Kutipan Terpilih:
Dilihat dari desainnya, helikopter ini terlihat culun dibandingkan desain heli modern saat ini. Bila dilihat sekilas, bentuk heli ini bahkan mirip dengan helicak (heli becak), kendaraan umum warga DKI Jakarta pada era 70-an. Tapi jangan salah, heli yang menyandang nama Alouette III SA-316 ini punya andil sejarah yang cukup besar dalam dunia dirgantara di Tanah Air, khususnya melengkapi armada Penerbad TNI AD sejak tahun 1969.
Dirunut dari sejarahnya, Alouette III hadir di Indonesia sebagai pelipur lara, pasca Penerbad harus kehilangan armada heli Mil Mi-4 akibat di grounded karena embargo suku cadang militer dari Uni Soviet. Di tahun 1969, melalui Hankam, Penerbad kebagian jatah tujuh unit heli Aerospatiale Aloutte III buatan Perancis. Dalam memperkuat operasi Seroja, pada tahun 1975 sebuah heli sejenis kembali diterima. Bahkan, di tahun 1985, Penerbad mendapatkan dua heli Alouette II bekas pakai Pelita Air Service. Di era yang sama, Penerbad juga tengah mengoperasikan heli NBO-105 dan Bell 205 A-1.
Bila NBO-105 dan Bell 205 A-1 digunakan untuk misi serbaguna, plus bantuan tembakan ke permukaan. Maka peran Alouette III sebatas untuk misi angkut personel, logistik, dan evakuasi medis, karena memang Aloutte III yang dibeli Indonesia tidak dilengkapi dengan paket sistem senjata. Kiprah Aloutte III dalam operasi militer dimulai pada 1969, tatkala heli ini dilibatkan dalam operasi Sapu Bersih menumpas gerakan PGRS/Paraku di Kalimantan.
Alouette II milik Penerbal TNI AL, Penerbad TNI AD pun juga punya jenis heli ini.
Alouette III Penerbad TNI AD
Alouette III di halaman Akademi Militer, Magelang.
Salah satu Alouette III TNI AD yang masih beroperasi, nampak di latar belakang heli angkut berat Mi-17.

Petunjuk Tugas: Teruskan teks tentang helikopter Alouette III milik Penerbad TNI AD, dimulai setelah kalimat terakhir yang ditampilkan.

Data yang Diberikan:
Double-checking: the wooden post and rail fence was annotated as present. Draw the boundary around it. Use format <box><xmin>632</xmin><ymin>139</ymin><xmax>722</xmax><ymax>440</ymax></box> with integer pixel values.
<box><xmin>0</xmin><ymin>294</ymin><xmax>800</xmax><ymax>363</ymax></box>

Jawaban Latihan:
Alouette III SA-316
Di antara deretan keluara Alouette, Alouette III adalah seri yang paling sukses. Menyandang predikat sebagai heli ringan serbaguna, Alouette III bisa ditemukan di banyak negara dan digunakan secara luas, baik di kalangan sipil dan militer. Salah satu keunggulan heli ini adalah kemampuannya untuk terbang tinggi, hingga 5.000 meter. Salah satu Alouette III pertama mendarat dan lepas landas Juli 1960 dengan tujuh orang diatasnya dan mampu mencapai ketinggian 4.810 meter di pegunungan Alpen Perancis, dekat Mont Blanc.
Masih soal ketinggian terbang, pada November 1960, Alouette III mencapai keberhasilan lebih lagi. Dan, hingga saat itu belum ada yang berhasil mencapainya, dimana heli ini dapat mencapai ketinggian 6.004 meter di Himalaya dengan mengangkut dua orang dan muatan 250 kg. Keberhasilan ini sontak mendapat perhatian luas dari seluruh dunia.
Tampilan 3D Alouette III
Mesin dibiarkan terbuka, mirip dengan desain di heli Westland Wasp.
Heli ini diawaki oleh seorang pilot dan mampu membawa enam penumpang. Untuk kapasitas medis, dua tandu, seorang cedera, dan seorang petugas medis dapat diangkut. Sebagai heli angkut serbaguna, kargo 740 kg di kabin dan 750 kg di luar muatan bisa dibawanya. Peran lain heli ini juga kerap digunakan untuk pemantauan saat kebakaran hutan, dan fotografi udara.
Tampilan pada kokpit.
Alouette III dapat pula dipasangi door gun, tidak tanggung-tanggung menggunakan kanon kaliber 20mm.
Alouette versi AKS, lengkap dengan radar Doppler dan torpedo MK46
Alouette III tengah melepaskan rudal AS.11
Produksi Alouette III berakhir pada Mei 1985, sekitar 1.473 unit telah dibuat dan beroperasi di 90 negara. Jumlah ini masih harus ditambah lagi sekitar 500 unit yang dibuat dibawah lisensi di India dan Rumania. Selain Indonesia, di Asia Tenggara, Alouette III juga digunakan oleh militer Malaysia dan Singapura. (Bayu Pamungkas)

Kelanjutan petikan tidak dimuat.